* **WORK ITEM**: The film review below has a sentence beginning "So the cinematography". List each aspect of the film that this sentence calls remarkably good.

This is a very polished and well-done film which comes across as wholly satisfying on several levels. I was not kidding when I said earlier this film received a lot of budgetary and talent support (perhaps due to the 45th anniversary of Nihon Terebi). The production quality of this is evident from the very first scenes, both in terms of editing and management of the storyline. The confidence of the cast, by now well familiar with their roles, in pulling this off remarkably well is obvious.

The vast majority of Kindaichi no Jikembo takes place on location in Shanghai and not an opportunity is wasted to provide excellent panoramic captures of this foreign, bustling metropolis. The same educational element which so starkly distinguishes Japanese television from America's is also embedded here as this film uses the international location as a means of informing Japanese youth about Shanghai culture and Chinese Arts.

So the cinematography and editing is remarkably good, as is the acting conducted by major league names, and the soundtrack is provided by mainstream music heavyweights related to KinKi Kids. So would you believe me if I said this film actually excelled in content over presentation? Unlikely as it may be, the complexity and (okay i'll admit it) rather emotional plausibility of the "mystery" here is nothing short of impressive. (I've decided to attribute that tear in my eye to the amount of Guinness I drank last night in an unrelated matter.)

* **Stored data**:

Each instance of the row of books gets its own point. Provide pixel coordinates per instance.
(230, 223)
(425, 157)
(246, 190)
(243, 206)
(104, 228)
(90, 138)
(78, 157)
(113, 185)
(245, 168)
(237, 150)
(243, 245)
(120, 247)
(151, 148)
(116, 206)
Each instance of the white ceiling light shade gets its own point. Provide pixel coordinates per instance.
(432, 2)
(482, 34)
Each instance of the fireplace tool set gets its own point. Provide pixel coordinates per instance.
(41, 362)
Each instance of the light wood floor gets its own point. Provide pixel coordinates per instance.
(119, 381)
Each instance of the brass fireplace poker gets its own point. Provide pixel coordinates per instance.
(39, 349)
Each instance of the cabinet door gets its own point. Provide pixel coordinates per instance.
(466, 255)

* **ANSWER TO THIS TASK**:
- Cinematography
- Editing
- Acting